(Entries from a point annotation set)

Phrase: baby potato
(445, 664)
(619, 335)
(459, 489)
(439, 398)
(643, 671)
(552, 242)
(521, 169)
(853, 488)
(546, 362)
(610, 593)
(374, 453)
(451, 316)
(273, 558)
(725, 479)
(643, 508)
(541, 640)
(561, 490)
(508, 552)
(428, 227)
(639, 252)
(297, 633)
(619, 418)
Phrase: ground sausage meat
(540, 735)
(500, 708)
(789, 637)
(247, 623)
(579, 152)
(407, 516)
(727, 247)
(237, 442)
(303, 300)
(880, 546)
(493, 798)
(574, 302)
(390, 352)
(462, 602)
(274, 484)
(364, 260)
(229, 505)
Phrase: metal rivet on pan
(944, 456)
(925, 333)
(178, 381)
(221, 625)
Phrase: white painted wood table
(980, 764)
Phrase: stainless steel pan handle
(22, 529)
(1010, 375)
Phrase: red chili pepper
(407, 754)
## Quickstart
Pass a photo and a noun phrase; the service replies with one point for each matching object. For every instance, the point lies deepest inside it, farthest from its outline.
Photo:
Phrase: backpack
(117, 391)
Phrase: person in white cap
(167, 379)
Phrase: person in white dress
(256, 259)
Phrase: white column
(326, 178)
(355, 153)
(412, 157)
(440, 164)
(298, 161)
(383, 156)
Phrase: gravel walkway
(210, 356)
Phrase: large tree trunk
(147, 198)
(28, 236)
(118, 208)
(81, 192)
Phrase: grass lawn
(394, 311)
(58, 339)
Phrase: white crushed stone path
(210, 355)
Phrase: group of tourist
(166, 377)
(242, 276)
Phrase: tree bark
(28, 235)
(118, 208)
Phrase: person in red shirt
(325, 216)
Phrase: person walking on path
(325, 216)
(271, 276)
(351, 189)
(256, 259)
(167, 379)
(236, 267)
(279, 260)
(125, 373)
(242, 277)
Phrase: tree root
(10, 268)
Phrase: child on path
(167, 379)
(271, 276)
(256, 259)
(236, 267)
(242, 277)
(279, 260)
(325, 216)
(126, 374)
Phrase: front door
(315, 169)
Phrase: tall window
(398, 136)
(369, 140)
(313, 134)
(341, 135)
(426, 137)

## Goal
Rewrite the listing above so that every "person" becomes "visitor", with everything else left as it is.

## Written answer
Phrase: baby potato
(445, 664)
(619, 335)
(459, 489)
(439, 398)
(643, 671)
(552, 242)
(521, 169)
(853, 488)
(546, 362)
(610, 593)
(374, 453)
(451, 316)
(273, 558)
(725, 479)
(643, 508)
(541, 640)
(561, 490)
(508, 552)
(428, 227)
(639, 252)
(297, 633)
(619, 418)
Phrase: ground sausage meat
(540, 735)
(500, 708)
(789, 637)
(247, 623)
(579, 152)
(407, 516)
(727, 247)
(237, 442)
(303, 300)
(880, 546)
(493, 798)
(574, 302)
(390, 352)
(462, 602)
(274, 484)
(364, 260)
(229, 505)
Phrase: metal rivet on pan
(944, 456)
(925, 333)
(178, 381)
(221, 625)
Phrase: white painted wood table
(980, 764)
Phrase: stainless steel pan handle
(22, 529)
(1010, 375)
Phrase: red chili pepper
(407, 754)
## Quickstart
Pass a photo and a noun phrase; the service replies with one point for each matching object. For every instance, the point lies deepest inside it, farthest from its outline.
Photo:
Phrase: backpack
(117, 391)
Phrase: visitor in white cap
(167, 379)
Phrase: visitor in white dress
(256, 259)
Phrase: white column
(326, 178)
(355, 153)
(412, 157)
(440, 164)
(298, 161)
(383, 156)
Phrase: gravel walkway
(210, 356)
Phrase: large tree trunk
(147, 198)
(28, 236)
(118, 208)
(81, 192)
Phrase: grass lawn
(394, 311)
(58, 339)
Phrase: white crushed stone path
(210, 355)
Phrase: group of tourist
(166, 377)
(242, 276)
Phrase: tree bark
(28, 235)
(118, 208)
Phrase: visitor in red shirt
(325, 216)
Phrase: visitor walking on path
(325, 216)
(271, 276)
(351, 189)
(256, 259)
(167, 379)
(236, 267)
(279, 260)
(125, 373)
(242, 277)
Phrase: tree root
(10, 268)
Phrase: child on path
(167, 379)
(271, 276)
(256, 259)
(236, 267)
(242, 277)
(279, 260)
(325, 216)
(126, 374)
Phrase: front door
(315, 169)
Phrase: tall window
(398, 136)
(369, 140)
(313, 134)
(341, 135)
(426, 137)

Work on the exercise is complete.